### YOUR TASK:
Copy out each line of the data that includes the string "single".
--- MATERIAL FOR THIS EXERCISE ---
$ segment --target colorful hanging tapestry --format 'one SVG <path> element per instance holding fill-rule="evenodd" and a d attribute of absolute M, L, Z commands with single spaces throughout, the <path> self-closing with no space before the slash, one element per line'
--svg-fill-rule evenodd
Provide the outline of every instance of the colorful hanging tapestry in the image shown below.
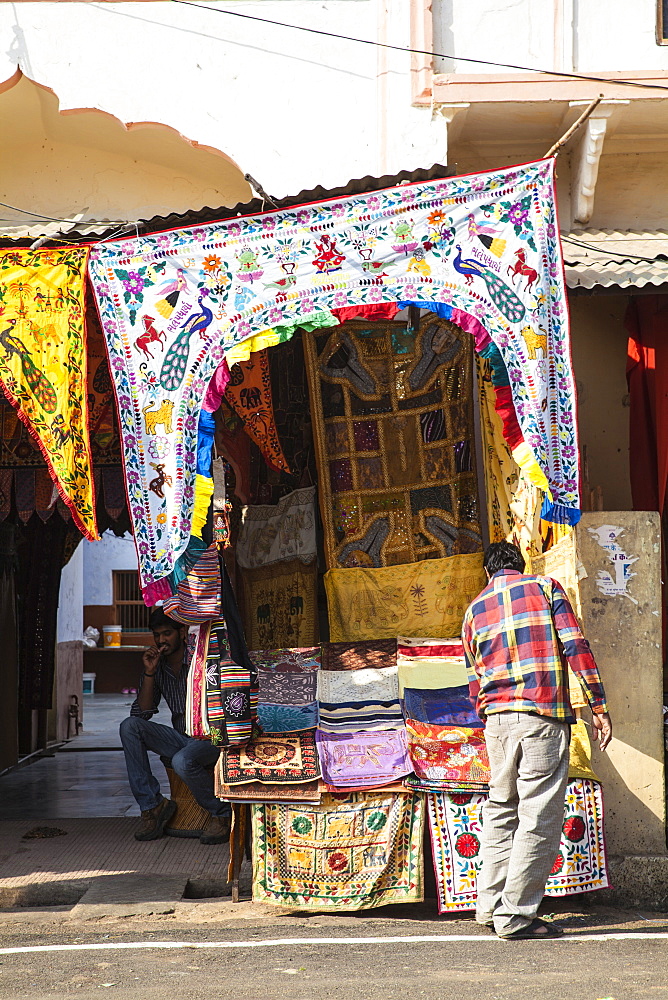
<path fill-rule="evenodd" d="M 480 809 L 486 798 L 447 792 L 427 796 L 439 913 L 475 909 Z M 566 788 L 561 843 L 545 895 L 571 896 L 608 884 L 601 786 L 573 778 Z"/>
<path fill-rule="evenodd" d="M 318 638 L 317 564 L 299 559 L 247 569 L 244 626 L 251 648 L 309 646 Z"/>
<path fill-rule="evenodd" d="M 88 355 L 88 426 L 93 464 L 118 466 L 123 463 L 114 387 L 109 373 L 109 358 L 97 315 L 95 296 L 86 295 L 86 353 Z M 125 499 L 125 498 L 124 498 Z"/>
<path fill-rule="evenodd" d="M 418 778 L 477 782 L 481 788 L 489 785 L 484 730 L 407 719 L 406 732 L 408 753 Z"/>
<path fill-rule="evenodd" d="M 274 421 L 266 351 L 257 351 L 246 361 L 232 365 L 225 398 L 241 417 L 244 431 L 258 446 L 267 464 L 279 472 L 290 472 Z"/>
<path fill-rule="evenodd" d="M 469 334 L 346 323 L 305 353 L 328 568 L 479 551 Z"/>
<path fill-rule="evenodd" d="M 251 671 L 232 660 L 224 618 L 211 622 L 205 665 L 206 717 L 215 746 L 245 743 L 257 714 L 257 684 Z"/>
<path fill-rule="evenodd" d="M 315 670 L 258 670 L 259 697 L 274 705 L 310 705 L 317 696 Z"/>
<path fill-rule="evenodd" d="M 336 788 L 376 788 L 413 770 L 405 730 L 315 736 L 323 780 Z"/>
<path fill-rule="evenodd" d="M 318 702 L 318 728 L 325 733 L 376 732 L 404 729 L 401 702 L 346 701 Z"/>
<path fill-rule="evenodd" d="M 400 630 L 459 636 L 466 608 L 485 586 L 477 553 L 382 569 L 330 569 L 324 579 L 333 642 L 391 639 Z"/>
<path fill-rule="evenodd" d="M 244 747 L 224 750 L 222 760 L 226 785 L 243 785 L 247 781 L 299 784 L 320 777 L 312 729 L 302 733 L 258 734 Z"/>
<path fill-rule="evenodd" d="M 242 569 L 288 559 L 312 562 L 317 556 L 315 486 L 289 493 L 276 506 L 244 507 L 235 552 Z"/>
<path fill-rule="evenodd" d="M 397 639 L 399 693 L 406 688 L 433 691 L 440 688 L 468 686 L 464 647 L 461 642 L 442 639 Z"/>
<path fill-rule="evenodd" d="M 99 538 L 88 436 L 86 247 L 0 247 L 0 384 L 85 538 Z"/>
<path fill-rule="evenodd" d="M 253 445 L 253 504 L 277 504 L 287 493 L 317 480 L 302 331 L 297 330 L 292 340 L 273 347 L 268 356 L 276 431 L 290 473 L 270 468 L 260 449 Z"/>
<path fill-rule="evenodd" d="M 253 807 L 253 901 L 366 910 L 424 898 L 424 796 L 323 795 L 317 806 Z"/>
<path fill-rule="evenodd" d="M 302 670 L 318 670 L 320 667 L 320 646 L 304 646 L 301 649 L 255 649 L 250 655 L 258 670 L 299 673 Z"/>
<path fill-rule="evenodd" d="M 230 365 L 246 360 L 296 326 L 334 326 L 332 310 L 374 301 L 423 304 L 472 333 L 478 350 L 498 346 L 516 460 L 546 492 L 544 516 L 577 521 L 553 158 L 114 240 L 93 248 L 90 273 L 123 420 L 144 584 L 167 576 L 188 544 L 187 456 L 223 356 Z M 164 507 L 149 491 L 151 463 L 164 466 Z"/>
<path fill-rule="evenodd" d="M 510 541 L 515 527 L 510 501 L 518 483 L 519 467 L 503 436 L 503 423 L 496 412 L 490 362 L 480 355 L 476 361 L 489 540 Z"/>
<path fill-rule="evenodd" d="M 396 639 L 366 642 L 323 642 L 323 670 L 363 670 L 364 667 L 396 667 Z"/>
<path fill-rule="evenodd" d="M 318 724 L 318 702 L 310 705 L 271 705 L 260 701 L 257 721 L 263 733 L 300 733 Z"/>
<path fill-rule="evenodd" d="M 398 698 L 396 667 L 321 670 L 318 674 L 318 701 L 333 704 L 369 699 L 395 701 Z"/>
<path fill-rule="evenodd" d="M 250 499 L 251 439 L 244 431 L 240 417 L 225 400 L 214 414 L 216 451 L 234 472 L 234 493 L 242 503 Z"/>
<path fill-rule="evenodd" d="M 417 722 L 469 729 L 482 729 L 483 725 L 471 704 L 468 684 L 431 691 L 405 687 L 404 708 L 406 718 Z"/>

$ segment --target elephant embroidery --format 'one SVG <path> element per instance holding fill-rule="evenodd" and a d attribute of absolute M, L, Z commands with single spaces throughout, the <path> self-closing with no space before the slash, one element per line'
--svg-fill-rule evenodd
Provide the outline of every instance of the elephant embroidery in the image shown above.
<path fill-rule="evenodd" d="M 303 615 L 304 614 L 304 598 L 299 594 L 290 598 L 290 614 L 291 615 Z"/>
<path fill-rule="evenodd" d="M 260 604 L 257 609 L 257 620 L 259 625 L 268 625 L 271 619 L 271 605 Z"/>
<path fill-rule="evenodd" d="M 246 410 L 252 410 L 254 407 L 259 406 L 262 401 L 260 390 L 256 386 L 244 386 L 239 395 L 241 405 Z"/>
<path fill-rule="evenodd" d="M 382 587 L 379 591 L 361 590 L 353 594 L 350 616 L 357 628 L 374 625 L 396 625 L 408 616 L 408 606 L 399 587 Z"/>

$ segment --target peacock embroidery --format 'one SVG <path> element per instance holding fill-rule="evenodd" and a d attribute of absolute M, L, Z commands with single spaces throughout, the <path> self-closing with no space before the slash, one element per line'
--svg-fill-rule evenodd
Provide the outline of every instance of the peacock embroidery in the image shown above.
<path fill-rule="evenodd" d="M 58 408 L 56 390 L 53 388 L 44 372 L 40 371 L 33 359 L 30 357 L 28 349 L 23 341 L 19 340 L 19 338 L 13 334 L 12 331 L 17 322 L 18 320 L 16 318 L 10 319 L 9 326 L 6 326 L 5 329 L 0 332 L 0 344 L 7 352 L 5 357 L 10 358 L 15 356 L 19 358 L 23 375 L 35 399 L 47 413 L 55 413 Z"/>
<path fill-rule="evenodd" d="M 459 274 L 464 275 L 464 280 L 467 285 L 473 284 L 474 278 L 482 278 L 482 280 L 487 285 L 487 291 L 489 297 L 498 308 L 499 312 L 503 313 L 506 319 L 510 320 L 511 323 L 519 323 L 524 319 L 526 313 L 526 308 L 524 303 L 512 288 L 509 288 L 505 282 L 501 281 L 493 271 L 490 271 L 488 267 L 481 264 L 477 260 L 472 258 L 464 259 L 462 257 L 462 248 L 457 243 L 455 247 L 457 251 L 457 256 L 453 261 L 453 267 L 455 271 Z"/>
<path fill-rule="evenodd" d="M 181 332 L 177 335 L 171 347 L 165 355 L 160 369 L 160 385 L 168 392 L 172 392 L 183 382 L 188 366 L 188 355 L 190 353 L 190 338 L 194 333 L 199 333 L 203 337 L 209 326 L 213 322 L 213 313 L 204 305 L 204 297 L 208 295 L 208 290 L 203 288 L 197 298 L 200 312 L 189 316 L 181 327 Z"/>

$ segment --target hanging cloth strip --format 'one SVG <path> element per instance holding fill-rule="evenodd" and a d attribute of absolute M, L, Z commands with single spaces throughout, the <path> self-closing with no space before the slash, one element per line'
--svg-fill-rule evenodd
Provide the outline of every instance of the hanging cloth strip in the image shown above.
<path fill-rule="evenodd" d="M 374 302 L 425 305 L 479 350 L 497 345 L 524 458 L 549 489 L 543 516 L 578 520 L 553 159 L 98 244 L 90 273 L 143 586 L 167 576 L 188 544 L 197 415 L 223 357 L 231 366 L 298 326 L 337 325 L 333 309 Z M 150 448 L 171 479 L 160 540 Z"/>
<path fill-rule="evenodd" d="M 235 547 L 242 569 L 287 559 L 312 562 L 317 555 L 315 486 L 288 493 L 277 504 L 244 507 Z"/>
<path fill-rule="evenodd" d="M 458 636 L 464 611 L 485 585 L 482 554 L 381 569 L 330 569 L 324 579 L 333 642 L 390 639 L 399 629 L 433 638 Z"/>
<path fill-rule="evenodd" d="M 243 420 L 246 434 L 258 446 L 267 465 L 278 472 L 289 472 L 276 431 L 266 351 L 257 351 L 248 360 L 232 365 L 225 398 Z"/>
<path fill-rule="evenodd" d="M 88 434 L 87 248 L 0 248 L 0 384 L 79 531 L 99 538 Z"/>

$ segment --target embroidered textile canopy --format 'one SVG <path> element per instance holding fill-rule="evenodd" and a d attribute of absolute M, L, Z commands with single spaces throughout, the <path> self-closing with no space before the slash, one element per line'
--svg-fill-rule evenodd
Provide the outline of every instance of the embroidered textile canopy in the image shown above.
<path fill-rule="evenodd" d="M 217 366 L 374 303 L 416 304 L 473 335 L 543 516 L 579 519 L 553 160 L 117 240 L 94 249 L 90 272 L 147 601 L 188 546 L 198 413 Z"/>

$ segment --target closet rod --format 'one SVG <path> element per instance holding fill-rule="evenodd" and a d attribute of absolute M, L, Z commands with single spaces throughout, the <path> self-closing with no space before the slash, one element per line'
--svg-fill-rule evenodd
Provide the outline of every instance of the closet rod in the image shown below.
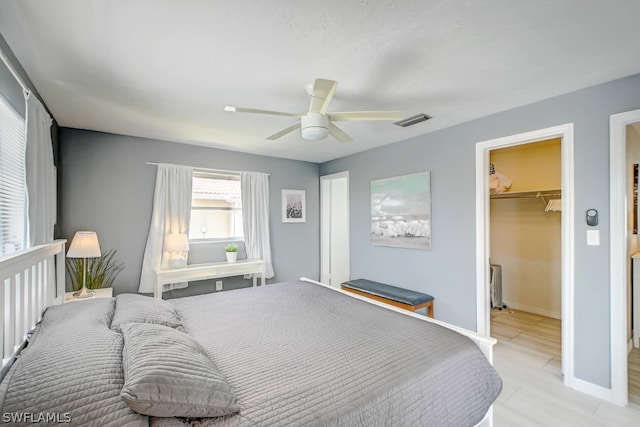
<path fill-rule="evenodd" d="M 519 191 L 514 193 L 498 193 L 492 194 L 492 199 L 540 199 L 546 197 L 561 197 L 560 190 L 543 190 L 543 191 Z"/>
<path fill-rule="evenodd" d="M 148 165 L 152 165 L 152 166 L 158 166 L 159 163 L 158 162 L 147 162 Z M 176 166 L 185 166 L 185 165 L 176 165 Z M 193 166 L 189 166 L 189 167 L 193 167 Z M 232 170 L 226 170 L 226 169 L 209 169 L 209 168 L 198 168 L 198 167 L 193 167 L 193 170 L 196 172 L 205 172 L 205 173 L 226 173 L 226 174 L 232 174 L 232 175 L 238 175 L 240 173 L 240 171 L 232 171 Z M 271 176 L 270 173 L 268 173 L 267 175 Z"/>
---
### OUTPUT FOR THIS EXERCISE:
$ segment --target colorful hanging tapestry --format 'one SVG <path> element per instance holding fill-rule="evenodd" and a d attribute of absolute M, L, Z commands with single spaces throughout, the <path> self-closing with no space before the slash, one element per line'
$ segment --target elephant embroidery --format 'one SVG <path> element per instance holding fill-rule="evenodd" and a d attribute of absolute M, L, Z commands with single spaces throughout, the <path> self-closing with no space before the slash, one element per line'
$ segment --target peacock embroidery --format 'one SVG <path> element per instance holding fill-rule="evenodd" and a d attribute of absolute M, L, Z commands with single spaces throughout, the <path> self-closing with no space before the slash, one element per line'
$ segment --target hanging cloth strip --format 'one SVG <path> element per instance holding fill-rule="evenodd" and a d attribute of absolute M, L, Z commands with single spaces throughout, the <path> self-closing with no space before the slash, one element per line'
$ segment --target embroidered textile canopy --format 'one SVG <path> element per instance holding fill-rule="evenodd" and a d attribute of absolute M, L, Z commands with single spaces throughout, the <path> self-closing with no space before the slash, one element per line'
$ segment --target closet rod --format 'one SVG <path> element per instance holding fill-rule="evenodd" and a d attribute of absolute M, L, Z commands with single spaces throughout, the <path> self-closing with no space before the slash, one element per line'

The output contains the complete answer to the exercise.